### Written task
Rewrite the rows below, changing every "trace the outline" to "draw the boundary" and leaving everything else unchanged.

begin Information provided

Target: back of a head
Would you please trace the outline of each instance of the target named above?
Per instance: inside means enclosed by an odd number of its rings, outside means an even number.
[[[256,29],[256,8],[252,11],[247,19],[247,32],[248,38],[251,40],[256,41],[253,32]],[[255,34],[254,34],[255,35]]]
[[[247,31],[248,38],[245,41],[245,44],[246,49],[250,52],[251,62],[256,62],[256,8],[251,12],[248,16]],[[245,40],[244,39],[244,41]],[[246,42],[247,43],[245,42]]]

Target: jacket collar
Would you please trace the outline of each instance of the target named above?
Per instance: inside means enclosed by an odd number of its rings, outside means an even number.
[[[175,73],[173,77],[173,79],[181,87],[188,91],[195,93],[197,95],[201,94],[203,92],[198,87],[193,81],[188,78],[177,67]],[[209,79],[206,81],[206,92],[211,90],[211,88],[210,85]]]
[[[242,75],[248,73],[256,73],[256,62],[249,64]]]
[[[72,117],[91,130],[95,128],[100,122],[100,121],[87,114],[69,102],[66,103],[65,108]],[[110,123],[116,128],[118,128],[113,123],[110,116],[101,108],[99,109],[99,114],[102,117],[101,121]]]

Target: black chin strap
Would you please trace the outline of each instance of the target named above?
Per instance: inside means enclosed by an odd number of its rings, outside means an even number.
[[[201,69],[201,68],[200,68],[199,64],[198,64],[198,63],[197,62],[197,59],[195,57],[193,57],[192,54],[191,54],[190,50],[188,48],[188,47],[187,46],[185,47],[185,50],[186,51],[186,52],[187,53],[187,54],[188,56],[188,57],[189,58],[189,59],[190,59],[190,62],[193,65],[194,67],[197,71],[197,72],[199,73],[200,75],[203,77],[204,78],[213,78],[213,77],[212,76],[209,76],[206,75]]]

end Information provided

### Result
Target: back of a head
Would you please draw the boundary of each instance of the target named above?
Per instance: inside means enclosed by an odd number of its rings, outside means an even number.
[[[256,29],[256,8],[252,11],[247,19],[247,32],[248,38],[251,40],[256,41],[253,32]],[[255,34],[254,34],[255,35]]]
[[[247,31],[248,38],[245,41],[245,44],[246,49],[250,52],[251,62],[256,62],[256,8],[251,12],[248,16]],[[245,40],[244,39],[244,41]],[[246,42],[247,43],[245,42]]]

Target: jacket collar
Would you please draw the boundary of each instance of the target named above?
Per instance: inside means enclosed by an odd number of its rings, outside means an even number.
[[[175,73],[173,77],[173,79],[181,87],[188,91],[195,93],[197,95],[201,94],[203,92],[198,87],[193,81],[188,78],[177,67]],[[209,79],[206,81],[206,92],[211,90],[211,88],[210,85]]]
[[[242,75],[248,73],[256,73],[256,62],[249,64]]]
[[[72,117],[91,130],[95,128],[100,122],[100,121],[87,114],[69,102],[66,103],[65,108]],[[110,123],[116,128],[118,128],[113,123],[110,116],[101,108],[99,109],[99,114],[102,117],[101,121]]]

Target: black chin strap
Would you please draw the boundary of each instance of the target named above?
Per instance: inside means enclosed by an odd number of its rings, outside means an even number.
[[[201,69],[201,68],[200,68],[199,64],[198,64],[198,63],[197,62],[197,59],[195,57],[193,57],[192,54],[191,54],[190,50],[188,48],[188,47],[187,46],[185,47],[185,50],[186,51],[186,52],[187,53],[187,54],[188,56],[188,57],[189,58],[189,59],[190,59],[190,62],[193,65],[194,67],[197,71],[197,72],[199,73],[200,75],[203,77],[204,78],[213,78],[213,77],[212,76],[209,76],[206,75]]]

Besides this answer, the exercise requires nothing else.